Revue de presse · 21 fév. 2013 à 06:57 · 0
A force de répéter une statistique fausse devient-elle vraie pour l'opinion ? C'est sans doute ce que pensent Nicolas Sarkozy et Claude Guéant. Depuis 2007, ils répètent tous deux un argument fallacieux sur la récidive. Hier encore, invité sur Itélé, Claude Guéant en a remis une louche: "Il ne faut pas oublier que, je me trompe peut-être de quelques points dans les chiffres, mais la tendance est celle-là, 5% des délinquants font 50% de la délinquance". Un argument déjà utilisé par Sarkozy pendant la campagne de 2007 pour justifier la lutte contre la récidive et l'instauration des peines planchers. Avec en arrière-fond, une idée simple : il suffirait d'être plus ferme avec ces 5% de délinquants pour diminuer la délinquance de 50%.
Dans sa rubrique Desintox, Libération démonte sa statistique et dénonce "une idée reçue, à partir d'une étude déformée et généralisée". D'où vient ce chiffre ? D'une enquête sociologique qui date de 2001. "L'enquête s'appuie non pas sur les statistiques officielles, mais sur les témoignages anonymes de 2 300 jeunes de 13 à 19 ans questionnés sur leurs faits et méfaits dans des collèges et lycées de Saint-Etienne et Grenoble, explique Libé. D'après les déclarations recueillies, sur plus de 20 000 actes délictuels recensés (fraude dans les transports en commun, agressions, vols...), le directeur de recherche au CNRS, auteur de l'enquête, aboutissait à la conclusion que les 5% des jeunes les plus actifs commettaient plus de la moitié des délits".

##############################

**Énoncé**
Imprimez à l'identique et en entier le texte ci-dessus sur la statistique de la récidive. Les enregistrements ne sont pas nécessaires.

##############################

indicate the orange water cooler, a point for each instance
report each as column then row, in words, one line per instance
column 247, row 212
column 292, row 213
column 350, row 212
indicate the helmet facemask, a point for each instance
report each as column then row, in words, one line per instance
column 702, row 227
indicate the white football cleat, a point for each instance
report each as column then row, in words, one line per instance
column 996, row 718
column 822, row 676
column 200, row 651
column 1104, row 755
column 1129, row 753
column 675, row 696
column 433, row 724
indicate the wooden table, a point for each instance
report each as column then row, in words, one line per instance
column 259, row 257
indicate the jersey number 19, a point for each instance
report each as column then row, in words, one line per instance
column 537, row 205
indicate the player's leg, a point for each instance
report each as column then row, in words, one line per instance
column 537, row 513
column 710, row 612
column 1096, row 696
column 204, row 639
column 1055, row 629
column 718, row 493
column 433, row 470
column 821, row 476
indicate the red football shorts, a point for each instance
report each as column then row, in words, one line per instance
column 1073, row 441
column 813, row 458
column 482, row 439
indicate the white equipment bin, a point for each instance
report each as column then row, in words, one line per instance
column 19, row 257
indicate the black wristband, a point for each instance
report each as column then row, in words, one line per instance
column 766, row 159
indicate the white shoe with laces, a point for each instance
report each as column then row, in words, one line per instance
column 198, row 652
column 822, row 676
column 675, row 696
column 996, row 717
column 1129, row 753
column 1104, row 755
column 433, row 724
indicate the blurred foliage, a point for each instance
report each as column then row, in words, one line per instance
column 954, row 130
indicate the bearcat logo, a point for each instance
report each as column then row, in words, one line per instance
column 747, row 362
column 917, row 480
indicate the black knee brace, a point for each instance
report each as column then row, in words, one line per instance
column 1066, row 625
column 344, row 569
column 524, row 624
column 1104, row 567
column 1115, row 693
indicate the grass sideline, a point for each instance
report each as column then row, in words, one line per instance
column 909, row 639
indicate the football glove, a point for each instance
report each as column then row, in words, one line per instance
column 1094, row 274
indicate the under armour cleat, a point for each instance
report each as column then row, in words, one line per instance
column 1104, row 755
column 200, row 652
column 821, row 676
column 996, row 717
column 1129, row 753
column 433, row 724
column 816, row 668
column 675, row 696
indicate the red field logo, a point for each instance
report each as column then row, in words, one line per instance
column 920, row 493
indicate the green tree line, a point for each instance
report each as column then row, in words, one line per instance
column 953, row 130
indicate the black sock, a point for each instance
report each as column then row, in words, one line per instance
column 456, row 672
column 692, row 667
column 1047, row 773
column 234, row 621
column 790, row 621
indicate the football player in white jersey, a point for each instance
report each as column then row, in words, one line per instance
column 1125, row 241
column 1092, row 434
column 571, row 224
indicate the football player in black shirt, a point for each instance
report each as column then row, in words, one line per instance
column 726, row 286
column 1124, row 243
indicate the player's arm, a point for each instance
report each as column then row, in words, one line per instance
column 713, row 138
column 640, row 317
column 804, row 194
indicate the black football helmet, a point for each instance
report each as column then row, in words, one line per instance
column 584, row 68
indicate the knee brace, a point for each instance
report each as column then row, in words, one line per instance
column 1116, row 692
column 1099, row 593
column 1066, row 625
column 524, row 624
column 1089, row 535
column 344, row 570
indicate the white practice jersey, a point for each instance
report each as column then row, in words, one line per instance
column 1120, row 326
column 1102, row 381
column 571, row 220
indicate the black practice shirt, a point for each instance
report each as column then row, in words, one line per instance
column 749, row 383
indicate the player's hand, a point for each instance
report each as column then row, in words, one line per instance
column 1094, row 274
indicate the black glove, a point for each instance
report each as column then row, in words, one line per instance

##############################

**Solution**
Revue de presse · 21 fév. 2013 à 06:57 · 0
A force de répéter une statistique fausse devient-elle vraie pour l'opinion ? C'est sans doute ce que pensent Nicolas Sarkozy et Claude Guéant. Depuis 2007, ils répètent tous deux un argument fallacieux sur la récidive. Hier encore, invité sur Itélé, Claude Guéant en a remis une louche: "Il ne faut pas oublier que, je me trompe peut-être de quelques points dans les chiffres, mais la tendance est celle-là, 5% des délinquants font 50% de la délinquance". Un argument déjà utilisé par Sarkozy pendant la campagne de 2007 pour justifier la lutte contre la récidive et l'instauration des peines planchers. Avec en arrière-fond, une idée simple : il suffirait d'être plus ferme avec ces 5% de délinquants pour diminuer la délinquance de 50%.
Dans sa rubrique Desintox, Libération démonte sa statistique et dénonce "une idée reçue, à partir d'une étude déformée et généralisée". D'où vient ce chiffre ? D'une enquête sociologique qui date de 2001. "L'enquête s'appuie non pas sur les statistiques officielles, mais sur les témoignages anonymes de 2 300 jeunes de 13 à 19 ans questionnés sur leurs faits et méfaits dans des collèges et lycées de Saint-Etienne et Grenoble, explique Libé. D'après les déclarations recueillies, sur plus de 20 000 actes délictuels recensés (fraude dans les transports en commun, agressions, vols...), le directeur de recherche au CNRS, auteur de l'enquête, aboutissait à la conclusion que les 5% des jeunes les plus actifs commettaient plus de la moitié des délits".